Records contained in a dataset
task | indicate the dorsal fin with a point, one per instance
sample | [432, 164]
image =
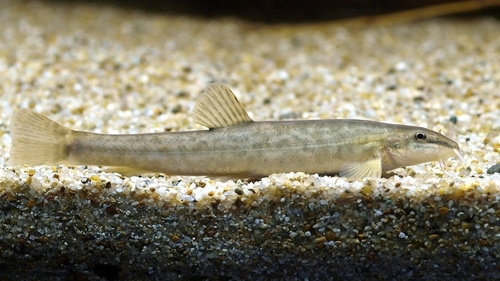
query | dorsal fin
[218, 107]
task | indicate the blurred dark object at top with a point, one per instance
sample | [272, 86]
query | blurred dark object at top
[276, 11]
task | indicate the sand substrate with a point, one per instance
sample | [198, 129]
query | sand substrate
[107, 70]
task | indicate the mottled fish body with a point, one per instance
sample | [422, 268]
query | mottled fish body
[234, 145]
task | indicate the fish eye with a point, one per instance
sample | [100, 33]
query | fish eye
[420, 136]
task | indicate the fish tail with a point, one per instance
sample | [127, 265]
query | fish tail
[37, 140]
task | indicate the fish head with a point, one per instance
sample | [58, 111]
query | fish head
[410, 145]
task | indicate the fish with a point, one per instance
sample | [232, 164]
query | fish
[234, 145]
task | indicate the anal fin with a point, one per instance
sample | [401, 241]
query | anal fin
[359, 170]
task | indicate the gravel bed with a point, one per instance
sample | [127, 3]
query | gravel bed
[106, 70]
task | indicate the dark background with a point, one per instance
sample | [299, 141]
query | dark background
[293, 11]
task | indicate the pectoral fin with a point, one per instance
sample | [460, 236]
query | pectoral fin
[359, 170]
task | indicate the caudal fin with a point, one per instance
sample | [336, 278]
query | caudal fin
[37, 140]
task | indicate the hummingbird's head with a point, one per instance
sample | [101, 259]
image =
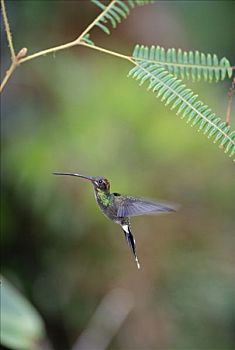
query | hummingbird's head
[99, 183]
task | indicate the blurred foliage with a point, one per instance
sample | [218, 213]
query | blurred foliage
[77, 111]
[21, 325]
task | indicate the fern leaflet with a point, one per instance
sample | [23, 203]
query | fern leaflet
[116, 11]
[172, 91]
[191, 65]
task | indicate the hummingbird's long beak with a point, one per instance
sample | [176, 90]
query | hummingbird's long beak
[75, 174]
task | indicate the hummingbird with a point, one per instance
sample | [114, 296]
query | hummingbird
[119, 208]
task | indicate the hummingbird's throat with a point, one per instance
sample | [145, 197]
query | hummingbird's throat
[103, 197]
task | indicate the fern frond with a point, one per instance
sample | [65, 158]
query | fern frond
[116, 11]
[173, 92]
[191, 65]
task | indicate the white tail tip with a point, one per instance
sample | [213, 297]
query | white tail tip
[137, 262]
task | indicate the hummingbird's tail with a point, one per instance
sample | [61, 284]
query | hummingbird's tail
[130, 240]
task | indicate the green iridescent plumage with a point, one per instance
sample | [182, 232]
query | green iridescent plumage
[119, 208]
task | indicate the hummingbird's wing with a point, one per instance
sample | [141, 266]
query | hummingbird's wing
[131, 206]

PROBLEM TO WORK ON.
Every entry above is to be set down exactly; the pictures are to be left out.

ANSWER TO THIS EXERCISE.
task | indicate the dorsal fin with a point, one per instance
sample | [432, 164]
image =
query | dorsal fin
[218, 107]
task | indicate the blurred dark object at top with a point, one per instance
sample | [272, 86]
query | blurred dark object at top
[276, 11]
task | indicate the sand substrate with a point, one per instance
sample | [198, 129]
query | sand substrate
[107, 70]
task | indicate the mottled fish body with a point, one per instance
sample | [422, 268]
query | mottled fish body
[234, 145]
task | indicate the fish eye with a point, one per instance
sample | [100, 33]
query | fish eye
[420, 136]
task | indicate the fish tail with a point, one per instance
sample | [127, 265]
query | fish tail
[37, 140]
task | indicate the fish head with a point, one per instance
sample | [58, 111]
query | fish head
[410, 145]
task | indicate the fish with a point, one per instance
sample | [232, 164]
query | fish
[234, 145]
task | indicate the anal fin with a point, one per instance
sample | [401, 241]
query | anal fin
[359, 170]
task | indicate the gravel bed with a point, one per instance
sample | [127, 3]
query | gravel bed
[106, 70]
task | indicate the dark background with a point, one per instance
sample | [299, 141]
query | dark background
[293, 11]
task | indicate the pectoral fin with a point, one per instance
sample | [460, 236]
query | pectoral fin
[359, 170]
task | indicate the caudal fin with a point, one per instance
sample | [336, 278]
query | caudal fin
[37, 140]
task | indicate the hummingbird's head with a point, one per instance
sample | [101, 259]
image =
query | hummingbird's head
[99, 183]
task | indicate the blurred foliage with a point, one per instance
sample | [218, 213]
query | blurred foliage
[77, 111]
[21, 325]
task | indicate the fern leaflet with a point, one per instance
sample | [23, 203]
query | fern leaflet
[116, 11]
[172, 91]
[191, 65]
task | indicate the hummingbird's long beak with a point, one per instance
sample | [176, 90]
query | hummingbird's long beak
[75, 174]
task | indicate the hummingbird with a point, one per instance
sample | [114, 296]
query | hummingbird
[119, 208]
task | indicate the hummingbird's throat with a point, one per instance
sample | [145, 197]
query | hummingbird's throat
[103, 197]
task | indicate the fern frond with a point, one per instance
sample | [65, 158]
query | fern frond
[116, 11]
[173, 92]
[191, 65]
task | indicate the white tail tip with a point, one per instance
sample | [213, 297]
query | white tail tip
[137, 262]
task | indicate the hummingbird's tail with a point, one per instance
sample | [61, 284]
query | hummingbird's tail
[130, 240]
task | indicate the green iridescent plumage with a point, one per instance
sample | [182, 232]
query | green iridescent plumage
[119, 208]
task | indicate the hummingbird's wing with a point, one per instance
sample | [141, 266]
query | hummingbird's wing
[131, 206]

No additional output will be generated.